Start of Listed entries

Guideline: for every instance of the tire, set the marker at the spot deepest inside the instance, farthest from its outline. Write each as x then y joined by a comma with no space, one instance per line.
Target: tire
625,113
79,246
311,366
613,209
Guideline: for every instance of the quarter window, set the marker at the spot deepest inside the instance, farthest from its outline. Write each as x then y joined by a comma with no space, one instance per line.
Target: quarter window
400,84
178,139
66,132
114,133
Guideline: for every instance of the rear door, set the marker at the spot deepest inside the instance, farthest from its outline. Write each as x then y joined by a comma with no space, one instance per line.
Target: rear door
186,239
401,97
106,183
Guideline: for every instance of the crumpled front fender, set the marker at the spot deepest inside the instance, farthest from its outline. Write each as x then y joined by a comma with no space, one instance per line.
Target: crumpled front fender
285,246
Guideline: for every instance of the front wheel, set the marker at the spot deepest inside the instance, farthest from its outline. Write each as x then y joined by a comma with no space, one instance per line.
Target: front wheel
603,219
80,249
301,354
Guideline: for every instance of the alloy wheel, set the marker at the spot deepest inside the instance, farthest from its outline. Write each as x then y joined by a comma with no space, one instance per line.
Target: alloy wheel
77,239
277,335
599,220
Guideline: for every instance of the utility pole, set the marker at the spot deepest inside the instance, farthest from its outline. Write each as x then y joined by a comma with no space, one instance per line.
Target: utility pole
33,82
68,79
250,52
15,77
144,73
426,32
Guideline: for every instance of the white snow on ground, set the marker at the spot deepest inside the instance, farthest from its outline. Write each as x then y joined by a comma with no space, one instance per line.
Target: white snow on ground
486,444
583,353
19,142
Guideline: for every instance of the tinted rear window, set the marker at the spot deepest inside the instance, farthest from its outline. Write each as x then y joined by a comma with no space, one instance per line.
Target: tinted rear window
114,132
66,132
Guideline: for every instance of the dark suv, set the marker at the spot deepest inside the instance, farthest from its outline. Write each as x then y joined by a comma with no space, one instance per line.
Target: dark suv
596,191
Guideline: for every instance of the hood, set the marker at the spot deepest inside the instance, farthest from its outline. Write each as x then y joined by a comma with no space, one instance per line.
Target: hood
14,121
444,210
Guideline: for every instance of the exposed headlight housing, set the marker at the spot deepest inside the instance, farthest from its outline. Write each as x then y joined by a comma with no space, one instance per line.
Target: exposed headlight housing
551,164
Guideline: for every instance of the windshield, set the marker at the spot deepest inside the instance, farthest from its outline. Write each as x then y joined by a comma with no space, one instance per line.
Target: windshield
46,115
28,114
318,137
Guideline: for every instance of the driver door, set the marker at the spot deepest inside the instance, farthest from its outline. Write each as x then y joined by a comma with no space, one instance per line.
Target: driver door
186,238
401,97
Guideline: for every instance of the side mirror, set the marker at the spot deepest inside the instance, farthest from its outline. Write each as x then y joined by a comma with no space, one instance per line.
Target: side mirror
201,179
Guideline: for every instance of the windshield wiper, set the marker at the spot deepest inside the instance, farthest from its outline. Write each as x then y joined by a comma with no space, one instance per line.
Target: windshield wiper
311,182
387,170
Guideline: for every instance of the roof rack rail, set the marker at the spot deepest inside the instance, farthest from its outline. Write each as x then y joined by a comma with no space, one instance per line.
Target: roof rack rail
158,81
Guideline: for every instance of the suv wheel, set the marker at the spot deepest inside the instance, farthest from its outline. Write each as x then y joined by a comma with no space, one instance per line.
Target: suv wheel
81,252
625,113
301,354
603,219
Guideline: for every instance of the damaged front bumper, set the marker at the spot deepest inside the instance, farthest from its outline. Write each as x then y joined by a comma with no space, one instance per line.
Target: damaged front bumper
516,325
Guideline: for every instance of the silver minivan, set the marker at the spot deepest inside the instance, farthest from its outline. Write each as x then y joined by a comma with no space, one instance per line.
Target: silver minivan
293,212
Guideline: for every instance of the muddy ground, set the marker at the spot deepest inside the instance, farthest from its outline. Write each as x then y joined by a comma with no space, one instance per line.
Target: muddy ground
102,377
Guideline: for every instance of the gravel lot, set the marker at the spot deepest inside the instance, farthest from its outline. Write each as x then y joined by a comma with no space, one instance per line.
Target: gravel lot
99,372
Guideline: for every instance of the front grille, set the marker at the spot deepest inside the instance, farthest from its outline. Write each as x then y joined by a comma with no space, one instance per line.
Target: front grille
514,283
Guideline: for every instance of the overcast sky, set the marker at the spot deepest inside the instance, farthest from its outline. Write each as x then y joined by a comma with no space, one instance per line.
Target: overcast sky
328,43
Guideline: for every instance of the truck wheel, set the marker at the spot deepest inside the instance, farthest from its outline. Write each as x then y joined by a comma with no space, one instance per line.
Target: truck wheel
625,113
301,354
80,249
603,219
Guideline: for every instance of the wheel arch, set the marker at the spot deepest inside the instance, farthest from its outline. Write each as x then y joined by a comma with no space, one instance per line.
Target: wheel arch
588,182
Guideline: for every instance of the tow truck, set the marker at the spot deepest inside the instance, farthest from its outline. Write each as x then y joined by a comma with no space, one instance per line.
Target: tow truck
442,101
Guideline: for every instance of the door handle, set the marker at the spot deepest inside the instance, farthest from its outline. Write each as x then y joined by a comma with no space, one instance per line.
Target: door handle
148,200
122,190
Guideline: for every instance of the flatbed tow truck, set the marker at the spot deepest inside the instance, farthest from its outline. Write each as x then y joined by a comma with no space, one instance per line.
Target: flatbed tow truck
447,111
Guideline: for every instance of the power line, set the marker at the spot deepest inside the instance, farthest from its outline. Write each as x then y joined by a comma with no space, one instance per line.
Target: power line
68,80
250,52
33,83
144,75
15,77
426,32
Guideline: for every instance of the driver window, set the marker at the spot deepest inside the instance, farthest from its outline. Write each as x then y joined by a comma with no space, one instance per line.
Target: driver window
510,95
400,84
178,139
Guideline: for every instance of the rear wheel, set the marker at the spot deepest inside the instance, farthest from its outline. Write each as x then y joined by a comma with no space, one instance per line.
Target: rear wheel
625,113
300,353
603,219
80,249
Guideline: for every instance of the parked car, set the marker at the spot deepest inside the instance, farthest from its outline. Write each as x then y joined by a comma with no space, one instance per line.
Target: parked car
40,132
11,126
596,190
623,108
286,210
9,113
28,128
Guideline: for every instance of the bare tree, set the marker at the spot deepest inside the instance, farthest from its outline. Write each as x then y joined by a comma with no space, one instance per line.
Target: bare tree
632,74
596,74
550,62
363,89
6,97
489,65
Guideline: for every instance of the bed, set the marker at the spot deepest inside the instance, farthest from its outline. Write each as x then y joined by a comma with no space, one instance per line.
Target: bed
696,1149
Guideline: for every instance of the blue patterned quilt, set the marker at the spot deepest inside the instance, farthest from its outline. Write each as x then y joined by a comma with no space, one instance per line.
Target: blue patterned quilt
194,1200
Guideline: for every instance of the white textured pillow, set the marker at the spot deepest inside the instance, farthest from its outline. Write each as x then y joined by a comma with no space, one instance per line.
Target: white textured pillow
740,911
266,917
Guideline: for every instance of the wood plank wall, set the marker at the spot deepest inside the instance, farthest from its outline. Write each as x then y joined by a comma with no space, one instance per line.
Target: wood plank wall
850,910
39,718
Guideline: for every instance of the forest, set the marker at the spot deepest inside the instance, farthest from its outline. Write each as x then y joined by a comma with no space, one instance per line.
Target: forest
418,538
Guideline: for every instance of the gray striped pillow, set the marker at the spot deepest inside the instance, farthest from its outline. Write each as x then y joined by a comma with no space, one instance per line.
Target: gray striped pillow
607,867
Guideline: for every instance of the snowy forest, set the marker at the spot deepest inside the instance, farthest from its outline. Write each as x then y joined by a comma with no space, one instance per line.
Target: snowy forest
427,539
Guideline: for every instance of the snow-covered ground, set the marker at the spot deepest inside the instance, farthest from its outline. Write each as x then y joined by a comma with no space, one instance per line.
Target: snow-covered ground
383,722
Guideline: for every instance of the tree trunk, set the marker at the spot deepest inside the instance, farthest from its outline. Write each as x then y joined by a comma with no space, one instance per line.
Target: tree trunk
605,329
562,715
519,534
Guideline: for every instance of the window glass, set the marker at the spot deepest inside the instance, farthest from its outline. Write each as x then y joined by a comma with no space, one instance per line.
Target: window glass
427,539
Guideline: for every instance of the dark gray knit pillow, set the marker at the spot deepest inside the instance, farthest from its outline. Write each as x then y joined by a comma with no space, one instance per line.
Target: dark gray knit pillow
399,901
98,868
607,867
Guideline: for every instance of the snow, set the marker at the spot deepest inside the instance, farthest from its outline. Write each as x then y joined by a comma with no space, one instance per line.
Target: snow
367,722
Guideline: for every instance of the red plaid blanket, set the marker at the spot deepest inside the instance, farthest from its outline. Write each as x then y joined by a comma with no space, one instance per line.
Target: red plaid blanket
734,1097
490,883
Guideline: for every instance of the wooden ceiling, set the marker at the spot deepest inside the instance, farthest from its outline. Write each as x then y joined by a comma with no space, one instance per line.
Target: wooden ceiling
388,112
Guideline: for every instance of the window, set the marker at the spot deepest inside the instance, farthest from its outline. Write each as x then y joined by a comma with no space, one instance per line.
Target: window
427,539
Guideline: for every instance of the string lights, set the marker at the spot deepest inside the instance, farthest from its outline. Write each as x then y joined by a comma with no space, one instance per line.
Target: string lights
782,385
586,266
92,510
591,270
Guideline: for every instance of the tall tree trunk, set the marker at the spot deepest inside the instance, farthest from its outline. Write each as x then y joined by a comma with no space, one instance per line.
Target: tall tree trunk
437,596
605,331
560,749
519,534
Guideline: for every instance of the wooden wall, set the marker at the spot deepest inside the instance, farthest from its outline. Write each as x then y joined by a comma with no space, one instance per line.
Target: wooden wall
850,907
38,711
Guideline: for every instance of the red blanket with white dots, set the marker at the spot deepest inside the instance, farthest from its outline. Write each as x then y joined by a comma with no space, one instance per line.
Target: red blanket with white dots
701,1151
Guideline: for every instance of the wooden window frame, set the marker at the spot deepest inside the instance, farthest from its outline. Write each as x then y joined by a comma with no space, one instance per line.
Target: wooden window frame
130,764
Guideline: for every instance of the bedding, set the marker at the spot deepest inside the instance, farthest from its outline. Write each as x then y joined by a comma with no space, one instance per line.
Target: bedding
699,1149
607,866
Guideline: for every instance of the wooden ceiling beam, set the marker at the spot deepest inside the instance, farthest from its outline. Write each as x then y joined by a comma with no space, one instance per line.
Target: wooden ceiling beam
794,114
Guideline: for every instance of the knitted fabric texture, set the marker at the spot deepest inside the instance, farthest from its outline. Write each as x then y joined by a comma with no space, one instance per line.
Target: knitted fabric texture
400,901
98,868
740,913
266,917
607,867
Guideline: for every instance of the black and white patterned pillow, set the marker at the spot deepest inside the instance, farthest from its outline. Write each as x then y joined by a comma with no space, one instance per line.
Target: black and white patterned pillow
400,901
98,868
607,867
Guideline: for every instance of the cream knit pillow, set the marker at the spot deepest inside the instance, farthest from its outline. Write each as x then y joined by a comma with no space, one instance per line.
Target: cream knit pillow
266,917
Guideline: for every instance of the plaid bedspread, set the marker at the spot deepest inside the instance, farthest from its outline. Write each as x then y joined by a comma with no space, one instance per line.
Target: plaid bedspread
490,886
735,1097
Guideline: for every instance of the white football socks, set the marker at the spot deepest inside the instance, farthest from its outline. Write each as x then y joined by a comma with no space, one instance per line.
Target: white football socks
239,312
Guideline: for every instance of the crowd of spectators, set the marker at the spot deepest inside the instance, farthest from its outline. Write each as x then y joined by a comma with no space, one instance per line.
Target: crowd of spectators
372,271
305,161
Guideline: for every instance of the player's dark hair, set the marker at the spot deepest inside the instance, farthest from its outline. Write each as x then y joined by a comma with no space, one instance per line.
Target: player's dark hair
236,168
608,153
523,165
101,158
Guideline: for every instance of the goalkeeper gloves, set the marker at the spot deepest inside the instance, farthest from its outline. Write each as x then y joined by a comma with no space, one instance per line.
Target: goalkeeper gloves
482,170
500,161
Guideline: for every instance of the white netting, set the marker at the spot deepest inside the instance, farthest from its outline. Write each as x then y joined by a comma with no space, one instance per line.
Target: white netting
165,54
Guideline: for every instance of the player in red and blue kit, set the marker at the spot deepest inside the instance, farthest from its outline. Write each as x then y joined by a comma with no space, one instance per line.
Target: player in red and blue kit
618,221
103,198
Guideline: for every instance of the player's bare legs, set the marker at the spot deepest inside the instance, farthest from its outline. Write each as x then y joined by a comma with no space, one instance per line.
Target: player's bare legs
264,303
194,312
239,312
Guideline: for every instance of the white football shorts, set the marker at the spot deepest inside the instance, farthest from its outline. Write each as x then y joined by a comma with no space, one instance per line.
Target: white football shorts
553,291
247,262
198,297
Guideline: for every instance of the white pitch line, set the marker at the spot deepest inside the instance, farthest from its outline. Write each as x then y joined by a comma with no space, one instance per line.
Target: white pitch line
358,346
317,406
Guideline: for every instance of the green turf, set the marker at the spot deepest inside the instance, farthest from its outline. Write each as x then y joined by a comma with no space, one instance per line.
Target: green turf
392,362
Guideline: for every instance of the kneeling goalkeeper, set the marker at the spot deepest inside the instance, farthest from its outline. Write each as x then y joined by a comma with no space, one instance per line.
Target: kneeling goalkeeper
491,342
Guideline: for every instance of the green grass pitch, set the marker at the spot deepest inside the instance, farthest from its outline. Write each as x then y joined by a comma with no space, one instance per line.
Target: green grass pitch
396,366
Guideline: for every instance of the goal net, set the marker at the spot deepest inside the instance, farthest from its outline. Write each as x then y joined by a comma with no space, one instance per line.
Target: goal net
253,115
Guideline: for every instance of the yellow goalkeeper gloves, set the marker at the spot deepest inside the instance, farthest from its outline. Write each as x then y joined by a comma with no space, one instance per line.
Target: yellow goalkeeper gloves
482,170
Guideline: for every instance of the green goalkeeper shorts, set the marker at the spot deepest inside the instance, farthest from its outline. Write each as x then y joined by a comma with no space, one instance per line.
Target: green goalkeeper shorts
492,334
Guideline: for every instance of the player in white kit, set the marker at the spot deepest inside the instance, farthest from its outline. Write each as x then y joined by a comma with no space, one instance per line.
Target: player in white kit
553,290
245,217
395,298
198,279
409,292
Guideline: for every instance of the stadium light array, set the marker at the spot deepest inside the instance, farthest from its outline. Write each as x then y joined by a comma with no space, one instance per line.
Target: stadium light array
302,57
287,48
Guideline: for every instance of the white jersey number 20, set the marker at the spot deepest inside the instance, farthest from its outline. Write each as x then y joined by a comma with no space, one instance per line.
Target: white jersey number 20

End of Listed entries

How many lines of the entries contain the string "jersey"? Answer with a number and no other words.

**Response box**: 2